# Thread: Calculus 1: Limit of a function with sinx and cosx involved

1. ## Calculus 1: Limit of a function with sinx and cosx involved

$\displaystyle limit x---> infinity (x+sinx)/(3x+cosx)$

The oscillating nature of sin and cos lead me to believe that sinx and cosx don't have limits at infinity. But if not, I don't know what to do. I want to try using L'hopitals but as far I can tell this isn't in an indeterminate form.

2. Although $\displaystyle \lim_{x\to +\infty}\sin x$ does not exist we have $\displaystyle |\sin x|\leq 1$ for all $\displaystyle x\in \mathbb{R}$ . This means that $\displaystyle \lim_{x\to +\infty}(x+\sin x)=+\infty$ . Same considerations for the denominator.

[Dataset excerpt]

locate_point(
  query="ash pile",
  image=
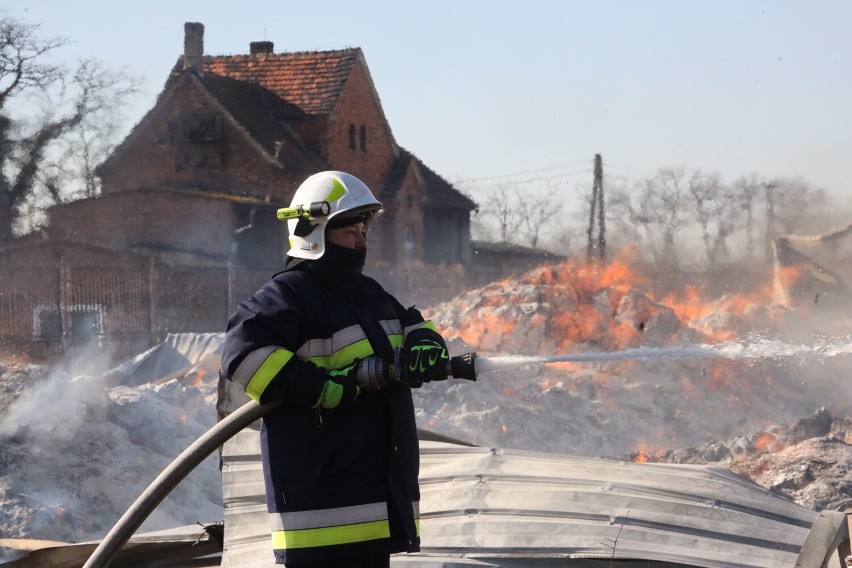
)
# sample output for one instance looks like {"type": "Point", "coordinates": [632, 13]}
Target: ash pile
{"type": "Point", "coordinates": [77, 448]}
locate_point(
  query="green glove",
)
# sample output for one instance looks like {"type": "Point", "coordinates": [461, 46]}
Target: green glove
{"type": "Point", "coordinates": [339, 391]}
{"type": "Point", "coordinates": [423, 358]}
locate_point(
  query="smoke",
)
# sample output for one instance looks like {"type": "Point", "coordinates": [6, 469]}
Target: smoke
{"type": "Point", "coordinates": [50, 412]}
{"type": "Point", "coordinates": [77, 447]}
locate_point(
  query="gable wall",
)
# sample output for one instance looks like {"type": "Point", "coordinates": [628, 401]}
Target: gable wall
{"type": "Point", "coordinates": [150, 218]}
{"type": "Point", "coordinates": [359, 107]}
{"type": "Point", "coordinates": [188, 142]}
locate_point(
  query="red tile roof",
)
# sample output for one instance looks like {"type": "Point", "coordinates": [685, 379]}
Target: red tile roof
{"type": "Point", "coordinates": [311, 81]}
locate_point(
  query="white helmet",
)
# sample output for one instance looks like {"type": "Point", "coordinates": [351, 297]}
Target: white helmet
{"type": "Point", "coordinates": [326, 198]}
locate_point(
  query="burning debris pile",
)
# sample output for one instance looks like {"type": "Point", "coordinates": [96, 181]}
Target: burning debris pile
{"type": "Point", "coordinates": [77, 449]}
{"type": "Point", "coordinates": [628, 408]}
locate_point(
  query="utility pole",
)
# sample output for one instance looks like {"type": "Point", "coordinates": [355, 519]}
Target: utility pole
{"type": "Point", "coordinates": [596, 213]}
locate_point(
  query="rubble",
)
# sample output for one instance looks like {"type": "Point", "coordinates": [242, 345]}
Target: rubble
{"type": "Point", "coordinates": [76, 450]}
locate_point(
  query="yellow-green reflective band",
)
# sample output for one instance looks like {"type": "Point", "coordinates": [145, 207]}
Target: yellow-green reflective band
{"type": "Point", "coordinates": [270, 367]}
{"type": "Point", "coordinates": [331, 394]}
{"type": "Point", "coordinates": [329, 536]}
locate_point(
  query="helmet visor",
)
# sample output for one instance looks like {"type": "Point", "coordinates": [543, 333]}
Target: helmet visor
{"type": "Point", "coordinates": [354, 216]}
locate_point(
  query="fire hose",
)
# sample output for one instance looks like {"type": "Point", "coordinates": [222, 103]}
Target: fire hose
{"type": "Point", "coordinates": [467, 366]}
{"type": "Point", "coordinates": [460, 367]}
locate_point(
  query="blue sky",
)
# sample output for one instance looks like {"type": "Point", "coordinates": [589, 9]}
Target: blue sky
{"type": "Point", "coordinates": [488, 92]}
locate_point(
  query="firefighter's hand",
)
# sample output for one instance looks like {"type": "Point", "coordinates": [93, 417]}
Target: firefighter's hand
{"type": "Point", "coordinates": [423, 359]}
{"type": "Point", "coordinates": [339, 390]}
{"type": "Point", "coordinates": [371, 373]}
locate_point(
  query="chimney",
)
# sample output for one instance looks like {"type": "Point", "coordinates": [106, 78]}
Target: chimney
{"type": "Point", "coordinates": [261, 47]}
{"type": "Point", "coordinates": [193, 45]}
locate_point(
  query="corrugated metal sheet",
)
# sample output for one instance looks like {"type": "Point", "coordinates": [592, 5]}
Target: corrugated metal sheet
{"type": "Point", "coordinates": [495, 507]}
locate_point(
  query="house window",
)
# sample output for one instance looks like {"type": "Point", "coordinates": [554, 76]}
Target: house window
{"type": "Point", "coordinates": [408, 245]}
{"type": "Point", "coordinates": [47, 322]}
{"type": "Point", "coordinates": [86, 321]}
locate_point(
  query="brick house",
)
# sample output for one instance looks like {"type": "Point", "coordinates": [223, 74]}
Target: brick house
{"type": "Point", "coordinates": [185, 225]}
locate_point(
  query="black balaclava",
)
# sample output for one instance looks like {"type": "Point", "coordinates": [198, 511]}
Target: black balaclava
{"type": "Point", "coordinates": [342, 259]}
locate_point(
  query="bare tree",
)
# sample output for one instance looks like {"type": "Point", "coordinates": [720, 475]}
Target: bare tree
{"type": "Point", "coordinates": [537, 214]}
{"type": "Point", "coordinates": [498, 217]}
{"type": "Point", "coordinates": [746, 194]}
{"type": "Point", "coordinates": [55, 122]}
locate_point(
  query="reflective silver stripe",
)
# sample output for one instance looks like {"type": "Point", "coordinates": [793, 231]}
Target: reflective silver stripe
{"type": "Point", "coordinates": [329, 517]}
{"type": "Point", "coordinates": [391, 327]}
{"type": "Point", "coordinates": [328, 346]}
{"type": "Point", "coordinates": [251, 364]}
{"type": "Point", "coordinates": [411, 328]}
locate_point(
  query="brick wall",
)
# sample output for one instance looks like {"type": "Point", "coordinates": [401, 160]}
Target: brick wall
{"type": "Point", "coordinates": [166, 150]}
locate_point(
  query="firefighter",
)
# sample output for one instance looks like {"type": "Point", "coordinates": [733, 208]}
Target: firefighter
{"type": "Point", "coordinates": [340, 455]}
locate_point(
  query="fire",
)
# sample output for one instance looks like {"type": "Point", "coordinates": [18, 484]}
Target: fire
{"type": "Point", "coordinates": [766, 442]}
{"type": "Point", "coordinates": [198, 379]}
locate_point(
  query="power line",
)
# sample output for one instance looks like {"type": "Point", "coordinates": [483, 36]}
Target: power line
{"type": "Point", "coordinates": [526, 172]}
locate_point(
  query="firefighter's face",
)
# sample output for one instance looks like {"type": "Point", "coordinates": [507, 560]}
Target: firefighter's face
{"type": "Point", "coordinates": [351, 236]}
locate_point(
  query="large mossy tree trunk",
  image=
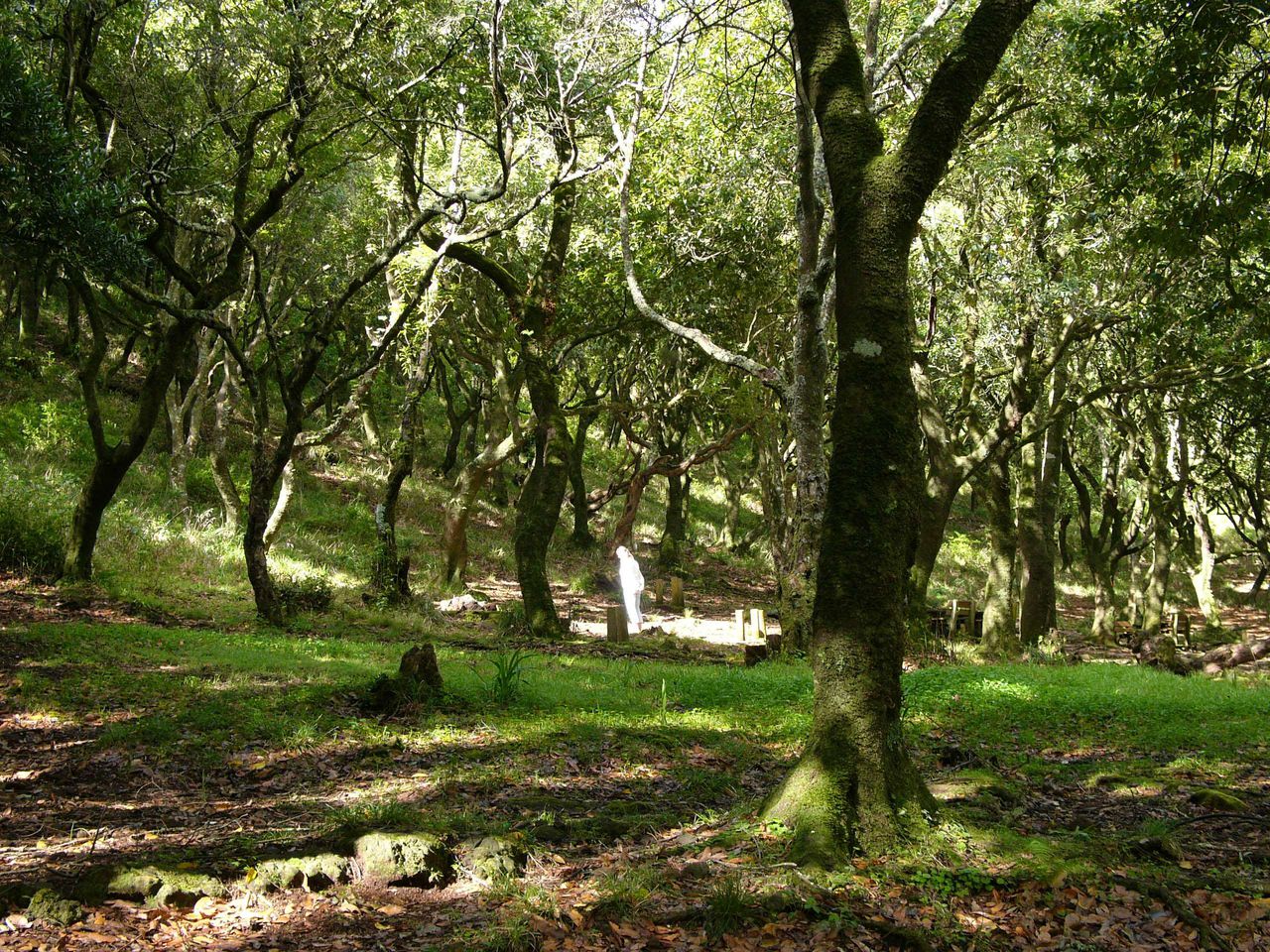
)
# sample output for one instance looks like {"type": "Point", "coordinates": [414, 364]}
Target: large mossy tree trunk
{"type": "Point", "coordinates": [31, 293]}
{"type": "Point", "coordinates": [675, 527]}
{"type": "Point", "coordinates": [1038, 546]}
{"type": "Point", "coordinates": [806, 394]}
{"type": "Point", "coordinates": [267, 467]}
{"type": "Point", "coordinates": [112, 462]}
{"type": "Point", "coordinates": [538, 511]}
{"type": "Point", "coordinates": [855, 784]}
{"type": "Point", "coordinates": [389, 571]}
{"type": "Point", "coordinates": [1000, 635]}
{"type": "Point", "coordinates": [581, 536]}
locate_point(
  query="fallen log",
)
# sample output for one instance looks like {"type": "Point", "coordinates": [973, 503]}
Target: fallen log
{"type": "Point", "coordinates": [1230, 655]}
{"type": "Point", "coordinates": [1162, 653]}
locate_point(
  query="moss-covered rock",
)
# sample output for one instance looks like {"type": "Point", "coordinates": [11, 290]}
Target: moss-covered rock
{"type": "Point", "coordinates": [493, 857]}
{"type": "Point", "coordinates": [1218, 800]}
{"type": "Point", "coordinates": [49, 906]}
{"type": "Point", "coordinates": [132, 883]}
{"type": "Point", "coordinates": [405, 860]}
{"type": "Point", "coordinates": [185, 889]}
{"type": "Point", "coordinates": [313, 873]}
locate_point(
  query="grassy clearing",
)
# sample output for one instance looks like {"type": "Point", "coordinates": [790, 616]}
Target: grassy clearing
{"type": "Point", "coordinates": [207, 697]}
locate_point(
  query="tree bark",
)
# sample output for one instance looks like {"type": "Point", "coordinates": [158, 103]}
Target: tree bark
{"type": "Point", "coordinates": [855, 784]}
{"type": "Point", "coordinates": [1000, 636]}
{"type": "Point", "coordinates": [112, 462]}
{"type": "Point", "coordinates": [31, 291]}
{"type": "Point", "coordinates": [675, 529]}
{"type": "Point", "coordinates": [581, 536]}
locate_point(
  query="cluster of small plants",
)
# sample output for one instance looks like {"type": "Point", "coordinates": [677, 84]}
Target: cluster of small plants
{"type": "Point", "coordinates": [729, 906]}
{"type": "Point", "coordinates": [506, 682]}
{"type": "Point", "coordinates": [962, 881]}
{"type": "Point", "coordinates": [309, 593]}
{"type": "Point", "coordinates": [28, 543]}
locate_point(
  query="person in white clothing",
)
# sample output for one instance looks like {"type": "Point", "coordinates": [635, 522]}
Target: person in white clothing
{"type": "Point", "coordinates": [631, 580]}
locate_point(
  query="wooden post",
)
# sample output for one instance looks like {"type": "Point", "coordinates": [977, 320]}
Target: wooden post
{"type": "Point", "coordinates": [758, 622]}
{"type": "Point", "coordinates": [616, 620]}
{"type": "Point", "coordinates": [1179, 626]}
{"type": "Point", "coordinates": [960, 610]}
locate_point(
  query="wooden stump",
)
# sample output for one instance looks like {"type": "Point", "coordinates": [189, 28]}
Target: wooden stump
{"type": "Point", "coordinates": [960, 612]}
{"type": "Point", "coordinates": [420, 664]}
{"type": "Point", "coordinates": [616, 625]}
{"type": "Point", "coordinates": [758, 622]}
{"type": "Point", "coordinates": [1179, 626]}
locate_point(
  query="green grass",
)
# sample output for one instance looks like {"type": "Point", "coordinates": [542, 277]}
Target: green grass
{"type": "Point", "coordinates": [1128, 710]}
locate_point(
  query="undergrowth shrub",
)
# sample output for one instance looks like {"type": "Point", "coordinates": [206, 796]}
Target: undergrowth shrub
{"type": "Point", "coordinates": [31, 542]}
{"type": "Point", "coordinates": [55, 425]}
{"type": "Point", "coordinates": [308, 593]}
{"type": "Point", "coordinates": [506, 682]}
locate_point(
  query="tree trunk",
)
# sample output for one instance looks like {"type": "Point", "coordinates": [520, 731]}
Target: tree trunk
{"type": "Point", "coordinates": [31, 290]}
{"type": "Point", "coordinates": [470, 481]}
{"type": "Point", "coordinates": [498, 492]}
{"type": "Point", "coordinates": [1000, 638]}
{"type": "Point", "coordinates": [933, 525]}
{"type": "Point", "coordinates": [263, 518]}
{"type": "Point", "coordinates": [1038, 546]}
{"type": "Point", "coordinates": [855, 784]}
{"type": "Point", "coordinates": [388, 575]}
{"type": "Point", "coordinates": [286, 494]}
{"type": "Point", "coordinates": [222, 476]}
{"type": "Point", "coordinates": [1157, 581]}
{"type": "Point", "coordinates": [103, 483]}
{"type": "Point", "coordinates": [390, 572]}
{"type": "Point", "coordinates": [674, 531]}
{"type": "Point", "coordinates": [1102, 629]}
{"type": "Point", "coordinates": [1203, 562]}
{"type": "Point", "coordinates": [538, 511]}
{"type": "Point", "coordinates": [112, 463]}
{"type": "Point", "coordinates": [580, 536]}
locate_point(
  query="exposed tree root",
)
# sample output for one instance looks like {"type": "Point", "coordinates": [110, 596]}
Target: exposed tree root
{"type": "Point", "coordinates": [1179, 906]}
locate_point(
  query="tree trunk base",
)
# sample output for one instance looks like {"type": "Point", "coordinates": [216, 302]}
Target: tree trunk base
{"type": "Point", "coordinates": [833, 815]}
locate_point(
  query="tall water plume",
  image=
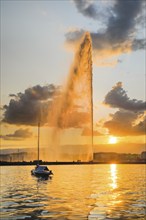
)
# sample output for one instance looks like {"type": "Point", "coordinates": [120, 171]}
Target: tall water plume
{"type": "Point", "coordinates": [73, 110]}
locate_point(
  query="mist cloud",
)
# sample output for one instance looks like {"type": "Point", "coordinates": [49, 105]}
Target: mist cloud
{"type": "Point", "coordinates": [19, 134]}
{"type": "Point", "coordinates": [117, 98]}
{"type": "Point", "coordinates": [119, 35]}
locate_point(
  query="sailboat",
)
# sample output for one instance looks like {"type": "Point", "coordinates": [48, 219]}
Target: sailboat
{"type": "Point", "coordinates": [40, 170]}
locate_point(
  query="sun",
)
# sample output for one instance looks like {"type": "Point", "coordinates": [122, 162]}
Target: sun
{"type": "Point", "coordinates": [112, 140]}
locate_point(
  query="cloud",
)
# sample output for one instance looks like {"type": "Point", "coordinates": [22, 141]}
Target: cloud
{"type": "Point", "coordinates": [87, 132]}
{"type": "Point", "coordinates": [87, 8]}
{"type": "Point", "coordinates": [122, 123]}
{"type": "Point", "coordinates": [119, 35]}
{"type": "Point", "coordinates": [117, 98]}
{"type": "Point", "coordinates": [17, 135]}
{"type": "Point", "coordinates": [28, 107]}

Work instructions →
1 > Answer these questions using the limit thread.
(a) Which limit does the opening post ask about?
(b) Which rule does the asker want to try, and why do they doubt it applies?
(c) What bound on sin x does the reply state?
2 > Carry on the limit thread from the point where it stops.
The rows come from a different source than the limit thread.

Answers to the problems →
1 >
(a) The limit of (x + sin x)/(3x + cos x) as x goes to infinity.
(b) L'Hopital's rule, but the asker thinks the expression isn't in an indeterminate form.
(c) |sin x| ≤ 1 for all real x.

2 >
3. Originally Posted by evankiefl
$\displaystyle limit x---> infinity (x+sinx)/(3x+cosx)$

The oscillating nature of sin and cos lead me to believe that sinx and cosx don't have limits at infinity. But if not, I don't know what to do. I want to try using L'hopitals but as far I can tell this isn't in an indeterminate form.
What You have to do is simply to devide numerator and denominator by x obtaining...

$\displaystyle \displaystyle \frac{x+ \sin x}{3x + \cos x} = \frac{1 + \frac{\sin x}{x}}{3+\frac{\cos x}{x}}$

... and then find the limit if x tends to infinity...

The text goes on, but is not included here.